■ What is expected
Would it be possible to quote, exactly and in full, the lines from the one with "of the marker" through the end of the entries below?

## start Recorded information

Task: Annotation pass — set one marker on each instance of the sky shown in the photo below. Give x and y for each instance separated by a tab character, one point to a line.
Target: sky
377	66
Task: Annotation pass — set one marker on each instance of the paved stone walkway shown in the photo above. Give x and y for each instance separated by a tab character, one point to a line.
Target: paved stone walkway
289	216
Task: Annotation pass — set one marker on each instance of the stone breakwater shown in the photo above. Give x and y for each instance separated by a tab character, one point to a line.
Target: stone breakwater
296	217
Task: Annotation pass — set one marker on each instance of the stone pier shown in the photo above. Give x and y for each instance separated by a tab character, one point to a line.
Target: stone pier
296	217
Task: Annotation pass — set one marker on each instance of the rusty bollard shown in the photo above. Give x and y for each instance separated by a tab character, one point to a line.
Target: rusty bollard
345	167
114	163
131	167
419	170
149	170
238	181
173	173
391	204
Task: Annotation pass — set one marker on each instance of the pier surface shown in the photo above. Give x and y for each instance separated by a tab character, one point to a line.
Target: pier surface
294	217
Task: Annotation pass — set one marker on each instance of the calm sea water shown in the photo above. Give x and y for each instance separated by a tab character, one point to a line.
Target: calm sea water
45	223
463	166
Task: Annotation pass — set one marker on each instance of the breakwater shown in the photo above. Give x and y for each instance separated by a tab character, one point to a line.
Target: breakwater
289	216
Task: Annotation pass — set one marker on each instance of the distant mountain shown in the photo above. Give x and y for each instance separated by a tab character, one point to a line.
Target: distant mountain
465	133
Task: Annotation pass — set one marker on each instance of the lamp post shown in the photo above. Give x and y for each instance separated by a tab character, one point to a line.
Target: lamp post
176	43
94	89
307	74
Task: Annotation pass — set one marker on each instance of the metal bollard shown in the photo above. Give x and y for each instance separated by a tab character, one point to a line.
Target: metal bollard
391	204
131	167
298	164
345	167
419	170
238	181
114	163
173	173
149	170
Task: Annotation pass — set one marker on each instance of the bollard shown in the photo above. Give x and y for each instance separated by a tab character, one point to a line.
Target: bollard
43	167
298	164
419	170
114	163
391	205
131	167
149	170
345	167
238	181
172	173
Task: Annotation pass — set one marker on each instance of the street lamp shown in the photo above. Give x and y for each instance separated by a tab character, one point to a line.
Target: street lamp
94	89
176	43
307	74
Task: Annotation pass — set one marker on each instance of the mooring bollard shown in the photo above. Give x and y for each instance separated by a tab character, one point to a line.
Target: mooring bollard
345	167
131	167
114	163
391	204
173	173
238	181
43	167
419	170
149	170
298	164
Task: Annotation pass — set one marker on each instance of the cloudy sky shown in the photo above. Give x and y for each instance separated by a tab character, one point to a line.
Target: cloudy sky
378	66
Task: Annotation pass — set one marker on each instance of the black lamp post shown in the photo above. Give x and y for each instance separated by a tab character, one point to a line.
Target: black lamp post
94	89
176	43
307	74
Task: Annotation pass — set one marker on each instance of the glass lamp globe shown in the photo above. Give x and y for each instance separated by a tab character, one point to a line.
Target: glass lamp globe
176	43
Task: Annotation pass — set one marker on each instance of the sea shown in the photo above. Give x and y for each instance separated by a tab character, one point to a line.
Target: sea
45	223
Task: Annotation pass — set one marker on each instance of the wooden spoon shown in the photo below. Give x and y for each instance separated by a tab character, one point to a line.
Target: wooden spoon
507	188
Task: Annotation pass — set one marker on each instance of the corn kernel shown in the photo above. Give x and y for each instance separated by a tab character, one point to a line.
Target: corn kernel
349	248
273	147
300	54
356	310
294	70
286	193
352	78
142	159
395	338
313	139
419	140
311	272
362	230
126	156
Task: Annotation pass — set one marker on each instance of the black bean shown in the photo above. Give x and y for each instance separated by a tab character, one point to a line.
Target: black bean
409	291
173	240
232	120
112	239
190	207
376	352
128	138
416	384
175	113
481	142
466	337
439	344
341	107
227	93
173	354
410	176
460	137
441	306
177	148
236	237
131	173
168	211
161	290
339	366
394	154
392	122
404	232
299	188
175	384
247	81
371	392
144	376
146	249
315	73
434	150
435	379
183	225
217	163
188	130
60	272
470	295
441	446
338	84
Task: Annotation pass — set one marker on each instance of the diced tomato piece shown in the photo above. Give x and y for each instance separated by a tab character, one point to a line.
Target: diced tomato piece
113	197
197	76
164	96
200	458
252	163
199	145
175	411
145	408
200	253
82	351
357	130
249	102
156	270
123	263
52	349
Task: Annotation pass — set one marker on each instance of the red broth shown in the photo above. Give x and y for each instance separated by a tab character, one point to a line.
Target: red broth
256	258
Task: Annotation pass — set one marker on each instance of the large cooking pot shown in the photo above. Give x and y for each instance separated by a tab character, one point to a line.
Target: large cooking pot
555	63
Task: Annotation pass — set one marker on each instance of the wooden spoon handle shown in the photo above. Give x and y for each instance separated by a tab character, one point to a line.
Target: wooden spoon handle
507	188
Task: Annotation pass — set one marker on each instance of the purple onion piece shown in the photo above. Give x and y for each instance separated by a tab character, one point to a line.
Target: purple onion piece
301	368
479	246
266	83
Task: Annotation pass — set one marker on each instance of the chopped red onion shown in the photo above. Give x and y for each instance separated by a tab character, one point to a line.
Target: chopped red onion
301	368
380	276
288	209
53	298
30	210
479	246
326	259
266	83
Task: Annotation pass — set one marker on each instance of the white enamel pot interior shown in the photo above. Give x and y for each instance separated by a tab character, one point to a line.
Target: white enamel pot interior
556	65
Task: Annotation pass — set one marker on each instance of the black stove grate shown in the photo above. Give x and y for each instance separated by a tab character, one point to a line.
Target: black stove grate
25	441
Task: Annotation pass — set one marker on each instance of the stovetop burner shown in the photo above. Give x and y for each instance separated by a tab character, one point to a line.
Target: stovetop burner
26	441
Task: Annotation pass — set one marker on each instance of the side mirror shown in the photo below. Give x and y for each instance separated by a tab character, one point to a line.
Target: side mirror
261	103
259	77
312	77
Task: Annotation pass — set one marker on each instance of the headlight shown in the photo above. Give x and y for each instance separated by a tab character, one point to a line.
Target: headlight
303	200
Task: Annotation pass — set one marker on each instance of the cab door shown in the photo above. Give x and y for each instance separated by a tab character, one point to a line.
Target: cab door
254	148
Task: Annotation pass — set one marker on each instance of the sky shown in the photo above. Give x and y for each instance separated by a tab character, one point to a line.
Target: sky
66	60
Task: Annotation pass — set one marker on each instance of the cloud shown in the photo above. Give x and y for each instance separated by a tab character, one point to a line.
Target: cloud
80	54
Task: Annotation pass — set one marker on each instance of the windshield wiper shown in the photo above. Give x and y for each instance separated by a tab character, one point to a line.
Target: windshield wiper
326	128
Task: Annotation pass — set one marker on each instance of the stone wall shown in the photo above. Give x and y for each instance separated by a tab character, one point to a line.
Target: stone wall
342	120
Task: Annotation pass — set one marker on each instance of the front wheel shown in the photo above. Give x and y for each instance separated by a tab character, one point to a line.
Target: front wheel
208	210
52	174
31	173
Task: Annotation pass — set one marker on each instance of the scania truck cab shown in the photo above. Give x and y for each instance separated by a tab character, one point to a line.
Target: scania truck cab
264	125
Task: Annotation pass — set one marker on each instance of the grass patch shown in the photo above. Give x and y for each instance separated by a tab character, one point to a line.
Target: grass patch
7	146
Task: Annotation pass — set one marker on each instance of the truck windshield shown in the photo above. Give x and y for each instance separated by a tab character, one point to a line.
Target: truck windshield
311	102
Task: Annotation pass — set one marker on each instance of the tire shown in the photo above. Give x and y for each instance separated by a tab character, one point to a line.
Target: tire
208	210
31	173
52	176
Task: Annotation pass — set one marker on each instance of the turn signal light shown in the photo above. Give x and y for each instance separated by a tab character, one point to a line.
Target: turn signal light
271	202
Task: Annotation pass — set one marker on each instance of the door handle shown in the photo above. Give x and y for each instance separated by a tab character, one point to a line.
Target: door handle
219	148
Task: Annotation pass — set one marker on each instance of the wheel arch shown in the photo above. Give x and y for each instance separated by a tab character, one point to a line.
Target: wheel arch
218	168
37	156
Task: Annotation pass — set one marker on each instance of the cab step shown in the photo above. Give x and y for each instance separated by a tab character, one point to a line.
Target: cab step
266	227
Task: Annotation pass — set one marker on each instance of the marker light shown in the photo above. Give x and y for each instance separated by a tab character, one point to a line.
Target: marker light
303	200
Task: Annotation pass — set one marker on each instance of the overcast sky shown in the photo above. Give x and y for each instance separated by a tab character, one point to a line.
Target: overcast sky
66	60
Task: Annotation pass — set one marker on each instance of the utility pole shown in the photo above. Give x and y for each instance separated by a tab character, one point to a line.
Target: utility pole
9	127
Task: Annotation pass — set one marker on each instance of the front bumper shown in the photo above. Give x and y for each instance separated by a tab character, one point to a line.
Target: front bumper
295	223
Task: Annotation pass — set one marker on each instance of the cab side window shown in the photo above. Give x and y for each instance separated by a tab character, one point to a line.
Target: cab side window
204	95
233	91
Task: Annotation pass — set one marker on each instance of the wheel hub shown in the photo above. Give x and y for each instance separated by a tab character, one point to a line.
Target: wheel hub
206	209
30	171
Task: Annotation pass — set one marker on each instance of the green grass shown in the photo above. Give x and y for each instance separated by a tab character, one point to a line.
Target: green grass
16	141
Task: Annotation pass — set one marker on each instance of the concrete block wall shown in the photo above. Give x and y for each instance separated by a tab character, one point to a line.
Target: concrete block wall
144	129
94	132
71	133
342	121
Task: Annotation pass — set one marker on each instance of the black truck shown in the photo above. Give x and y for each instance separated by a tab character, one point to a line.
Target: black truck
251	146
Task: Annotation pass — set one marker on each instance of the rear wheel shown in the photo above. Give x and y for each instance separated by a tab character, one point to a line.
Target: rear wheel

## end Recorded information

■ Solution to this task
Task: Annotation pass — set one marker on each instance of the marker light shown in the photo above. Give x and y for each instance separated by a tab character, one point to a line.
Target: marker light
303	200
Task: Annotation pass — set one marker on each instance of the overcast sky shown in the photo above. Give x and y for each instance separated by a tab character, one point to a line.
Target: overcast sky
66	60
Task: Annotation pass — set one marker on each instance of the utility pole shown in the photo above. Give x and y for each instance separated by a tab character, one point to a line.
Target: utility pole
9	127
Task: Annotation pass — set one marker on each instance of the front bumper shown in the photo above. Give x and y for each instance separated by a tab character, one point to a line.
Target: front bumper
295	223
Task: Annotation pass — set one marker on each instance of the cab side window shown in the photo above. Give x and y for each instance separated by a tab character, one point to a line.
Target: cab side window
204	95
233	91
Task: Annotation pass — set one marker on each instance of the wheel hub shown in the photo above. Give x and y for each instance separated by a tab character, one point to a line.
Target: wheel hub
206	209
30	171
Task: Annotation pass — set one marker on each instance of the green grass shown in the photo above. Give x and y for each instance separated by a tab character, one point to a line.
Target: green grass
16	141
Task: Annotation pass — set one marker on each instance of the concrete block wall shown in the photo above. Give x and y for each instance separated by a tab character, one point to a line.
Target: concrete block wall
144	129
94	132
71	133
342	121
Task: Annotation pass — set one marker on each instance of the black truck shown in the photo above. Give x and y for each instance separated by a tab character, one point to a line.
Target: black truck
251	146
Task: Annotation pass — set one marker on each instance of the rear wheel shown in the photo above. Give x and y for each instance separated by a tab character, one point to a line.
Target: rear wheel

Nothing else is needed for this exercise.